Your task is to write out the lines from the line containing "Note: point at the green sugar" through the last line of the material, exactly.

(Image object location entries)
══════════════════════════════

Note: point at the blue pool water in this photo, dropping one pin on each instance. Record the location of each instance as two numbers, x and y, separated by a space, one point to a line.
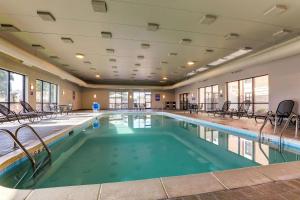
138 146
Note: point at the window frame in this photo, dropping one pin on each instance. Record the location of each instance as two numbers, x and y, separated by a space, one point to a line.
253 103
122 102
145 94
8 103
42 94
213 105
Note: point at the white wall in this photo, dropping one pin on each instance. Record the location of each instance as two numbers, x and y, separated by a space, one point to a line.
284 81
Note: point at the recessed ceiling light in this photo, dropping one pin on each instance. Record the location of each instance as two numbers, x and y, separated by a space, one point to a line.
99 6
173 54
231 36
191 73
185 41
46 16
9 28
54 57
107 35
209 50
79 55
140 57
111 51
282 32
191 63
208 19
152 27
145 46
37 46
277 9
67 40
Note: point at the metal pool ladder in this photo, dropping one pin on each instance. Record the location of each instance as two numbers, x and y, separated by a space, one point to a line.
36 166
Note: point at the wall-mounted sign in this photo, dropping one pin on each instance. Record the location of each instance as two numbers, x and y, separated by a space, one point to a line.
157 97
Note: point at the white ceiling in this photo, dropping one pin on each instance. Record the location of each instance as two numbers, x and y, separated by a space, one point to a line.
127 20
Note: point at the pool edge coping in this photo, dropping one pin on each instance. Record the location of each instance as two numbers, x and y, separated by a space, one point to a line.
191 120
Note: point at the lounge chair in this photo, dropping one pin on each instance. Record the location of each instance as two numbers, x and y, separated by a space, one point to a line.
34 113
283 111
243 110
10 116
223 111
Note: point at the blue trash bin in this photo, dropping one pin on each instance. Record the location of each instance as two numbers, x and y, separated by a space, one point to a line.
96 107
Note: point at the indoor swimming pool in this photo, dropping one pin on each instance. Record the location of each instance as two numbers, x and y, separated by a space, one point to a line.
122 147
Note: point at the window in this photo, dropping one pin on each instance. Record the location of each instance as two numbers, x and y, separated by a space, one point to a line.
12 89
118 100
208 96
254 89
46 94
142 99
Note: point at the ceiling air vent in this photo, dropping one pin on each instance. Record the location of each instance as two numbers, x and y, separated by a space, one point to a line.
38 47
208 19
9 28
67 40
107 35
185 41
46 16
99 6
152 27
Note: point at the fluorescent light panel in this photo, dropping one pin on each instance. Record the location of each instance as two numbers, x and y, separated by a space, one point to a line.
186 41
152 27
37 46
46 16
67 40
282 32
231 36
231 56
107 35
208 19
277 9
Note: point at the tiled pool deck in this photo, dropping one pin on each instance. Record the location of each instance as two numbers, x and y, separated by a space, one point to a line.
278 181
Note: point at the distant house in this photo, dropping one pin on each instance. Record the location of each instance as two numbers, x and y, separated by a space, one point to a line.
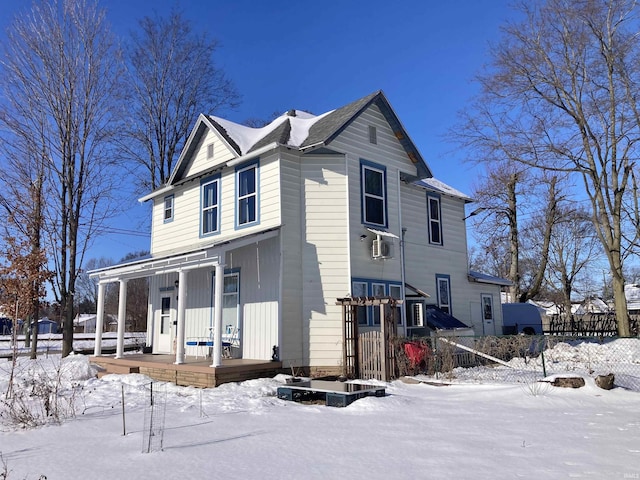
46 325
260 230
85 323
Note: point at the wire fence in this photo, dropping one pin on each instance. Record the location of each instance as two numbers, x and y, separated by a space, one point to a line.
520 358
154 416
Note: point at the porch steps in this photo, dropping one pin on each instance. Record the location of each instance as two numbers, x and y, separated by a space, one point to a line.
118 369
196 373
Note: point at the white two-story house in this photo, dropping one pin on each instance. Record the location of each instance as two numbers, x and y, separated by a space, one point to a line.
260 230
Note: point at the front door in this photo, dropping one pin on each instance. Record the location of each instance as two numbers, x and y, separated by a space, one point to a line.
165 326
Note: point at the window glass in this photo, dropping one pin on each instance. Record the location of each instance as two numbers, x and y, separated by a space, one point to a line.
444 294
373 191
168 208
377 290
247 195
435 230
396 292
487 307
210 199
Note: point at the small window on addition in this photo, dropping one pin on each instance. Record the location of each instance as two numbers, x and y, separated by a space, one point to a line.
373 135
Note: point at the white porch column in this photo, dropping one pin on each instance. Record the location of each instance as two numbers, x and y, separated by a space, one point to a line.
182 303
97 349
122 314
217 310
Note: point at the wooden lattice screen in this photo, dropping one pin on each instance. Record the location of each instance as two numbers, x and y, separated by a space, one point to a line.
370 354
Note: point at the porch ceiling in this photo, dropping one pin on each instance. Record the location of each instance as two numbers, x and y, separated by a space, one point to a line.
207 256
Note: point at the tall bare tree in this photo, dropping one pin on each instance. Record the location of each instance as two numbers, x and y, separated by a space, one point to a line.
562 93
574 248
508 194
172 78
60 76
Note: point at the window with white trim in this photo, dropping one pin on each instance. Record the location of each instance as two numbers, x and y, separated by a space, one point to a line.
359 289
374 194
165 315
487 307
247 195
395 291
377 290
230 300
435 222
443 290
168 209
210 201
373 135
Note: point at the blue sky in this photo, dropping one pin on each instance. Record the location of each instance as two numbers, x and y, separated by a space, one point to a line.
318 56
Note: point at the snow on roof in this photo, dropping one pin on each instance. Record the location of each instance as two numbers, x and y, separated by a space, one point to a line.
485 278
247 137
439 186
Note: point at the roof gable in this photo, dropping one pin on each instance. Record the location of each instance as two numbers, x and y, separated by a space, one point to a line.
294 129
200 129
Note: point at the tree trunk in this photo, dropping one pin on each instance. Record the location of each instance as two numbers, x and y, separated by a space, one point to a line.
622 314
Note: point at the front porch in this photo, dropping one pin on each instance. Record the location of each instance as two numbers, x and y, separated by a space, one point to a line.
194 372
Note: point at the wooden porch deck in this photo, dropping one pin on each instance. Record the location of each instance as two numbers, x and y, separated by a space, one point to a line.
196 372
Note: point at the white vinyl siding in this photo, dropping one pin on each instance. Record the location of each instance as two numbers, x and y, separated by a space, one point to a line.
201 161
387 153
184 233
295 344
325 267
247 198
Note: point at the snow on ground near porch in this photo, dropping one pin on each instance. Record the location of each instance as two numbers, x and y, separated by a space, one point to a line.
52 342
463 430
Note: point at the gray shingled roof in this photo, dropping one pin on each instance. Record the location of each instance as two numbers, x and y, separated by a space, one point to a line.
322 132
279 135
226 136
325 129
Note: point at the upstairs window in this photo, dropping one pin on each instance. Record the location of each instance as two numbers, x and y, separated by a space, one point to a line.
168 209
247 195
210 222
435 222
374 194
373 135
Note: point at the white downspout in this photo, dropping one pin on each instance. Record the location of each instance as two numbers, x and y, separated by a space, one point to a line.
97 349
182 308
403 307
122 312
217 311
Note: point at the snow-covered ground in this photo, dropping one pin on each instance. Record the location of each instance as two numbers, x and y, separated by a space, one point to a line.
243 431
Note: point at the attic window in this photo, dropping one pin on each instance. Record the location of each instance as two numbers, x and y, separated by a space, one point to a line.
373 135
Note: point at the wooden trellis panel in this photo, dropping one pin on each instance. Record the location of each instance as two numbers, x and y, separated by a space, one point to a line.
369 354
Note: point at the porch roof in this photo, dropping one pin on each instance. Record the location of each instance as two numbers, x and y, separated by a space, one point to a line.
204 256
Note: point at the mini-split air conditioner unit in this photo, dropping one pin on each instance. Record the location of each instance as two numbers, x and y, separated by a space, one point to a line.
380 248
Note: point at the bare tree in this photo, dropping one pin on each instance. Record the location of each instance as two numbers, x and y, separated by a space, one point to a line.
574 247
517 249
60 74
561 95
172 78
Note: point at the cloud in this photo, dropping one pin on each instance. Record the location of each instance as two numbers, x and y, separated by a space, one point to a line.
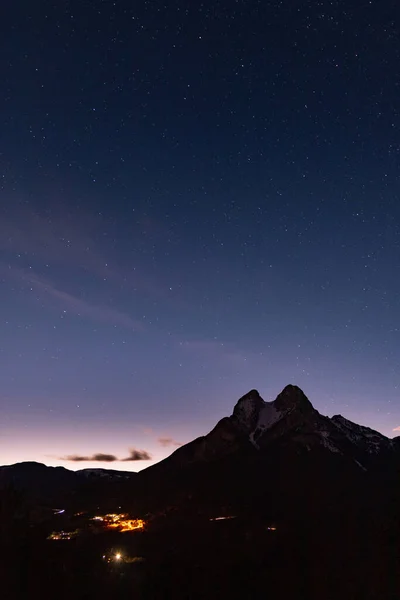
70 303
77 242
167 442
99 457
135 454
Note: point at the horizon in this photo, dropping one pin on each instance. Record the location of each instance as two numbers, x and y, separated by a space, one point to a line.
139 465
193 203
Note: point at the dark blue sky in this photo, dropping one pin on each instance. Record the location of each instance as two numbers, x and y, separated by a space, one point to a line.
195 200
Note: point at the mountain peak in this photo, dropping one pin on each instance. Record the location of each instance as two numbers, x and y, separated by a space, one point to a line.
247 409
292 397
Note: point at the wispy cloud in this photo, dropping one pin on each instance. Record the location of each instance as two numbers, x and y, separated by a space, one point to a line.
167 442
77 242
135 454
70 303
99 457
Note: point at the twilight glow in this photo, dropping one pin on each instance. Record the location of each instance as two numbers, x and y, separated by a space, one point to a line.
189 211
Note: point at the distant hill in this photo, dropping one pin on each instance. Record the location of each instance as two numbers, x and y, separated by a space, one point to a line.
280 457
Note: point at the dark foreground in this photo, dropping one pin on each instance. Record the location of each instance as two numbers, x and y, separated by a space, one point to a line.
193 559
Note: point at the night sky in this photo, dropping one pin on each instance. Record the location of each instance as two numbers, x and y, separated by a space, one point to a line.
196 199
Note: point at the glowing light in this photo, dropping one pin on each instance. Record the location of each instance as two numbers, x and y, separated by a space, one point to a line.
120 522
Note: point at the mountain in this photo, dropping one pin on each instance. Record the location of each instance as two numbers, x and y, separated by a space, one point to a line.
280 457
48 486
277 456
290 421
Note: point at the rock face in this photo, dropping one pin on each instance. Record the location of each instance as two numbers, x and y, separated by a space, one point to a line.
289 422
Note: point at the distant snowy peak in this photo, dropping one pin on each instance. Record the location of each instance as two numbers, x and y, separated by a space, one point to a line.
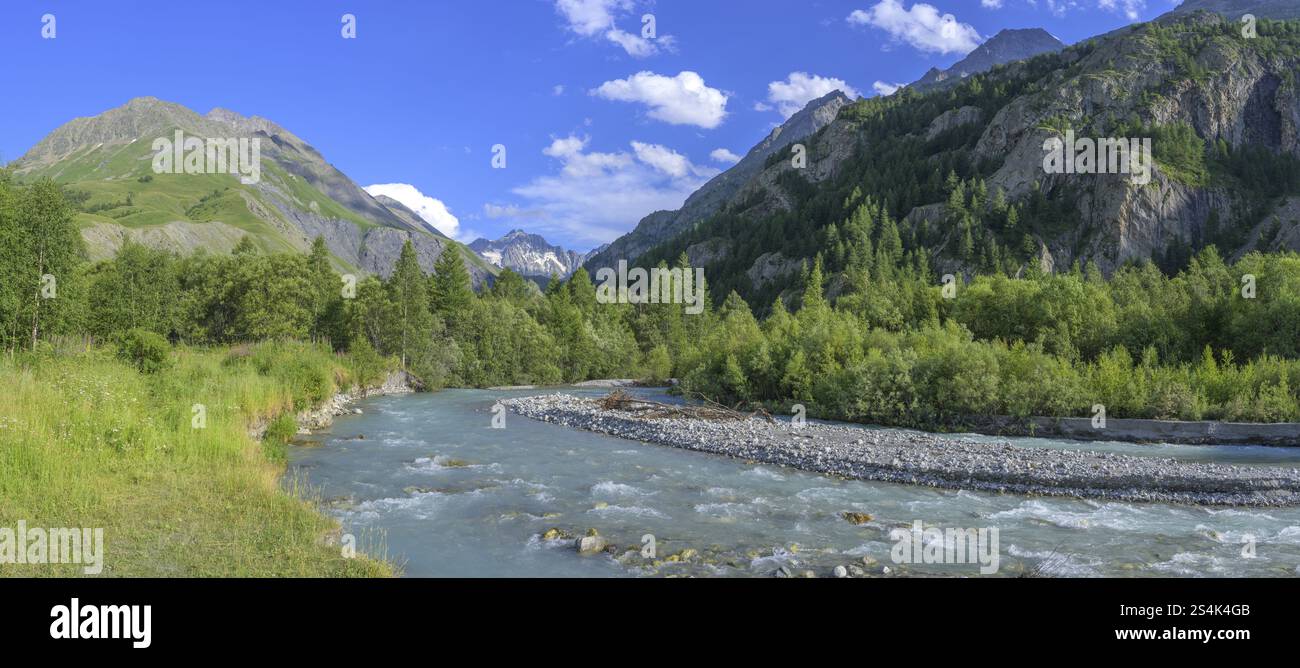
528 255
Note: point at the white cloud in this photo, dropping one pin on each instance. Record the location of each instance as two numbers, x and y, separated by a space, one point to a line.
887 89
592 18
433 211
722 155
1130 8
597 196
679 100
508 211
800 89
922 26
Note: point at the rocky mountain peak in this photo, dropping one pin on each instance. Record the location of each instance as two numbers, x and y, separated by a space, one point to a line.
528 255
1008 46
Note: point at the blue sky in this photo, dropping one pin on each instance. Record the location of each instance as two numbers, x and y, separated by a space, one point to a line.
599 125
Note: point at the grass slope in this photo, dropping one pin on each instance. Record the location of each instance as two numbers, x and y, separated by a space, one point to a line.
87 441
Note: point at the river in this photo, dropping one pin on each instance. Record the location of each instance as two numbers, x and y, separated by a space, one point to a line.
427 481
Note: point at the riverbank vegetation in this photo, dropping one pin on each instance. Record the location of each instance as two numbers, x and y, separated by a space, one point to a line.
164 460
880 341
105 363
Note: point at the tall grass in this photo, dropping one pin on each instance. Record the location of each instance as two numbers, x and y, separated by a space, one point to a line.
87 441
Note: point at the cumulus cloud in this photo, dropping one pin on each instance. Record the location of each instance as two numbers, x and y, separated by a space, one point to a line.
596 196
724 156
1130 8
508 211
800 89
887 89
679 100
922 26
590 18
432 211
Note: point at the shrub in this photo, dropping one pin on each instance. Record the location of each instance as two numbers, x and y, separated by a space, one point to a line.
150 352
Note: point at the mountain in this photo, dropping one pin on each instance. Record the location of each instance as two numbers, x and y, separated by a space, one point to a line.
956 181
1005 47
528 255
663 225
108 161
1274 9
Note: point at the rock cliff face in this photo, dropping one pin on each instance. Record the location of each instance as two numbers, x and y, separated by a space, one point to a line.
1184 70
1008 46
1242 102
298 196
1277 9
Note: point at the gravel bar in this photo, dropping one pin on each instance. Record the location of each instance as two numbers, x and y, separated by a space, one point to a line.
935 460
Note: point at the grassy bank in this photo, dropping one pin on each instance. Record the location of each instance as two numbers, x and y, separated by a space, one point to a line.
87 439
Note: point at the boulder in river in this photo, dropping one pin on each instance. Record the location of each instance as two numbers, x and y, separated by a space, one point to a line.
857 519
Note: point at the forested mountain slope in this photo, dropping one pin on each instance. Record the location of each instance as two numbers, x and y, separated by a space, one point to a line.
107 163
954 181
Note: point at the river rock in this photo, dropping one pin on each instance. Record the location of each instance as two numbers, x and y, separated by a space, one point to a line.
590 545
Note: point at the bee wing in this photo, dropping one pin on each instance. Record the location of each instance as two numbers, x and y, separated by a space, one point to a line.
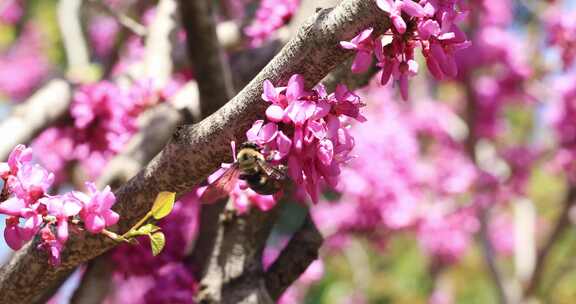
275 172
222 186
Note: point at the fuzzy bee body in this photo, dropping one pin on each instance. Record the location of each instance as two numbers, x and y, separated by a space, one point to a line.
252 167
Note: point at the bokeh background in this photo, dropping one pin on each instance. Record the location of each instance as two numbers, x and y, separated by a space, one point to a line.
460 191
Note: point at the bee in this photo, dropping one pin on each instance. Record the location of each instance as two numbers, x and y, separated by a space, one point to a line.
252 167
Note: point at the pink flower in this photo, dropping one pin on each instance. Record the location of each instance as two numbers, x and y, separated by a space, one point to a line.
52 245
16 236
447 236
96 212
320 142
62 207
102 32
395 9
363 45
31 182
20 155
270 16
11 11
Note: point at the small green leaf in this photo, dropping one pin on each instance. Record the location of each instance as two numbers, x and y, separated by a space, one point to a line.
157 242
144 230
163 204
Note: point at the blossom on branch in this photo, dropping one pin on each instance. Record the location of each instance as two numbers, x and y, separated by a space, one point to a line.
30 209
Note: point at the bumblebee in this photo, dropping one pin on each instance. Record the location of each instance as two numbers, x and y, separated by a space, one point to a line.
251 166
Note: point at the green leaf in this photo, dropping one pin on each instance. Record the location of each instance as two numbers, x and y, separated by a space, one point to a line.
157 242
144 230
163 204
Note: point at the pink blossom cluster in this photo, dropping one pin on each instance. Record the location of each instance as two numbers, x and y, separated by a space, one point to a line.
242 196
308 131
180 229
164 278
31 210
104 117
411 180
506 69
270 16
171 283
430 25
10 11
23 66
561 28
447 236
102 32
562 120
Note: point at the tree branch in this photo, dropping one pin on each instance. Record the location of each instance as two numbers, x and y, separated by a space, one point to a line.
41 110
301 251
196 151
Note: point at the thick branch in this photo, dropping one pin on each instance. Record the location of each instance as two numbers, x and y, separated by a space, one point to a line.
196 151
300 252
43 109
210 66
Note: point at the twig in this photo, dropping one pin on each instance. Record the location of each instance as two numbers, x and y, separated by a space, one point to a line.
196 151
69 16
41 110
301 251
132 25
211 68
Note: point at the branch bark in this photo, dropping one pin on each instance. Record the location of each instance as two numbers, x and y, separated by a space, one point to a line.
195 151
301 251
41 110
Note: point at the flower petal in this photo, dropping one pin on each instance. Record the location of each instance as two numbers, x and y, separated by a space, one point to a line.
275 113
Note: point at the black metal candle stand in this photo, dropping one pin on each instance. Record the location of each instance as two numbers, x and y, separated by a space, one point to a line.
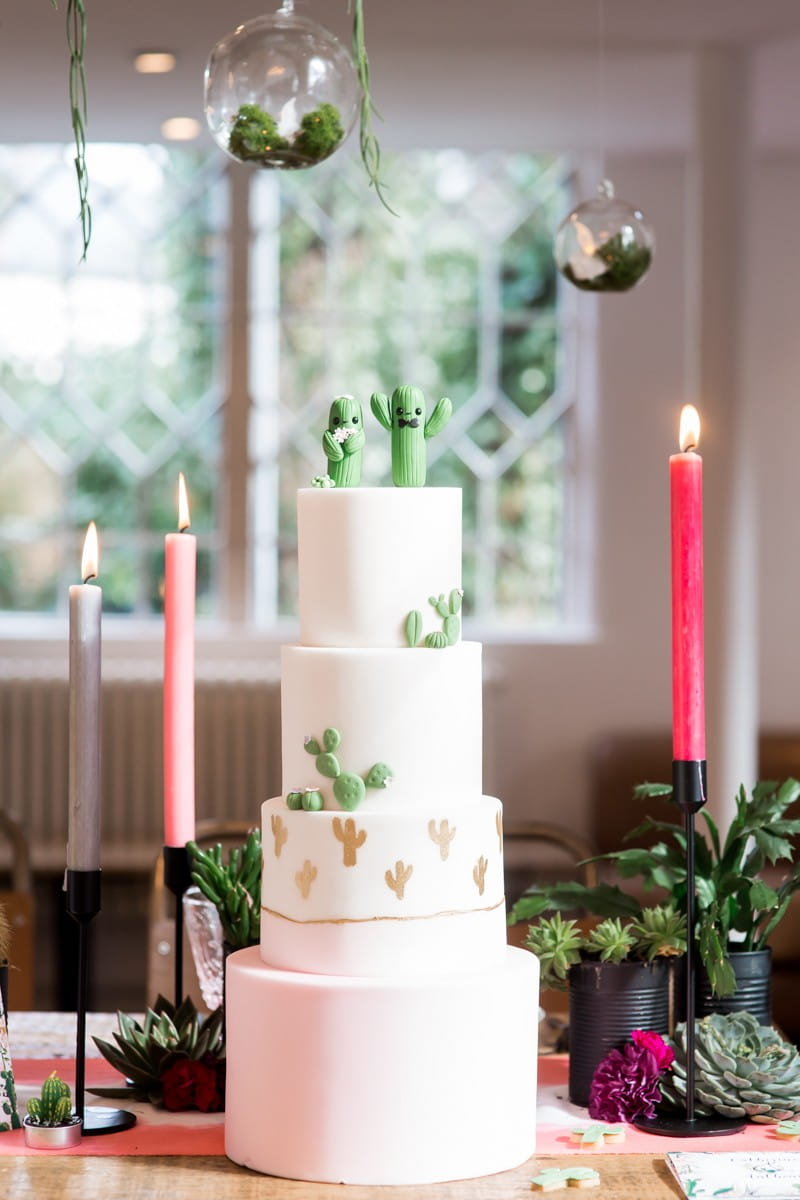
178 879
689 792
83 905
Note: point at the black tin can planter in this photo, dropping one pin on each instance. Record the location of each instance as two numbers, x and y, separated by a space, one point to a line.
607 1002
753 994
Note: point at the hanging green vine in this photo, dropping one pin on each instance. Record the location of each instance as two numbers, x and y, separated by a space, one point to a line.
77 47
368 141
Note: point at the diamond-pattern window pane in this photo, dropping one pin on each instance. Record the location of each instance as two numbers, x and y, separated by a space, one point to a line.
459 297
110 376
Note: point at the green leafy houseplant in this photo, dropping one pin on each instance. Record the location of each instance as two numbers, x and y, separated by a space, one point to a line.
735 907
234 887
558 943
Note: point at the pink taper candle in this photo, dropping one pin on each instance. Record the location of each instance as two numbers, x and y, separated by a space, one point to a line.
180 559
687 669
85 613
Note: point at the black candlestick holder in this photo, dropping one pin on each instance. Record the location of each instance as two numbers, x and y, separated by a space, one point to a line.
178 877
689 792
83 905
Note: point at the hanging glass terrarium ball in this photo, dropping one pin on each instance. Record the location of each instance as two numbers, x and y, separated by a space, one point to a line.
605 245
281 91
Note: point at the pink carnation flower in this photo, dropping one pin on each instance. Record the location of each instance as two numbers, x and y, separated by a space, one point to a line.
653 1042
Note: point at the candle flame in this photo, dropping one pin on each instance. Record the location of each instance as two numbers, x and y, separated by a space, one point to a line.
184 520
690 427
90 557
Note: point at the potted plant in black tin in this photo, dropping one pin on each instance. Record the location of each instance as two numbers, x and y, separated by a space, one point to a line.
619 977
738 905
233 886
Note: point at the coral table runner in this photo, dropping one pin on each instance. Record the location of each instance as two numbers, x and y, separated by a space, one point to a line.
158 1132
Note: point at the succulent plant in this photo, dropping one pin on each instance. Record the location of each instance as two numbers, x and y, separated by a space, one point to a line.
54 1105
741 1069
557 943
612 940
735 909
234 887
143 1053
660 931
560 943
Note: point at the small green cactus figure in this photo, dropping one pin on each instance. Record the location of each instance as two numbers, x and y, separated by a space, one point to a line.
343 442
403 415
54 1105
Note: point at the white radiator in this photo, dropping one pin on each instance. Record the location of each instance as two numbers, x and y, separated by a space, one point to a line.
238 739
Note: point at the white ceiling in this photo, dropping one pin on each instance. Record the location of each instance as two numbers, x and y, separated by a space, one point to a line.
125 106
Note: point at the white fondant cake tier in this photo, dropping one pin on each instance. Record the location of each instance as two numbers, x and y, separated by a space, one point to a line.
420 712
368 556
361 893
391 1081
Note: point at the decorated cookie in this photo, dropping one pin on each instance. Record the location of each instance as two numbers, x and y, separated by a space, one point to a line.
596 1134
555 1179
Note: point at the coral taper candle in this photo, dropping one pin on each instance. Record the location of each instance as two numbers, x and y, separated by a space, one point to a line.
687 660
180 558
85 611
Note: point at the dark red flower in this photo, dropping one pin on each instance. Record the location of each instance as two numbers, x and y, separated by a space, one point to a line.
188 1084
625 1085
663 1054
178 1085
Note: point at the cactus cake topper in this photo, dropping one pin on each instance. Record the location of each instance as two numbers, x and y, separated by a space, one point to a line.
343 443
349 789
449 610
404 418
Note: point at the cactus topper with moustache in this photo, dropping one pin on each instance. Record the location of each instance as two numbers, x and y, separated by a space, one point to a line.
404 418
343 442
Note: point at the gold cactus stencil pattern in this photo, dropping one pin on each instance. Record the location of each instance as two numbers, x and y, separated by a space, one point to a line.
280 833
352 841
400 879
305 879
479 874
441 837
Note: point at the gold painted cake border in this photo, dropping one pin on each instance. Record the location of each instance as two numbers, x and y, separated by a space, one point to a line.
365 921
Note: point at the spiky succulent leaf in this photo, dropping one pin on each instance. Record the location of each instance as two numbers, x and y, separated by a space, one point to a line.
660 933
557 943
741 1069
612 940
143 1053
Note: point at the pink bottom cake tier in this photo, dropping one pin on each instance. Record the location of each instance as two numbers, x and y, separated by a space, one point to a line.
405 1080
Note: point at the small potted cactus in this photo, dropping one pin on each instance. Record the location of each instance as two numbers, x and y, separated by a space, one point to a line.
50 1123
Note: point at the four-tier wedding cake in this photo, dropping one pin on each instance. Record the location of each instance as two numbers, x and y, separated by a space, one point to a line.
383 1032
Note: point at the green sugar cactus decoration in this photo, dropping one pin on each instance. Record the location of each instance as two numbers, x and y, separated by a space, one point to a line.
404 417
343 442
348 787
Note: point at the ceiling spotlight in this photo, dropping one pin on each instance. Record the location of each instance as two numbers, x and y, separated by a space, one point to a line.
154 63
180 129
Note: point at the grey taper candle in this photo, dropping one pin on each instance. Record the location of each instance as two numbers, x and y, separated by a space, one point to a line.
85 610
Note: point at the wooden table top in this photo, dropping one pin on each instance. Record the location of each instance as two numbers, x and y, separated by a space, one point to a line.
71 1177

══════════════════════════════

TASK RESULT:
Note: point at the green sugar cactus decoration in this photo, dropping one pin on each instance. Record the location of each instance as two numbers, x and y, separated by a space, one point to a line.
404 417
343 442
348 787
Note: point at the ceiling spotlight in this photo, dropping one pin on each instance. Record the location of each instance as two numbers, x and y, separated by a space, one point to a line.
154 63
180 129
Note: point at the grey taper candle in this photo, dropping one pin on each instance. Record the location of each instance as two numbers, x and y, separated by a space, one point to a line.
85 610
Note: point at the wooden table top in this photo, dropping one pin on each instance. Record the location of each instance as two numbers, x and y, separated by a space, one point to a line.
71 1177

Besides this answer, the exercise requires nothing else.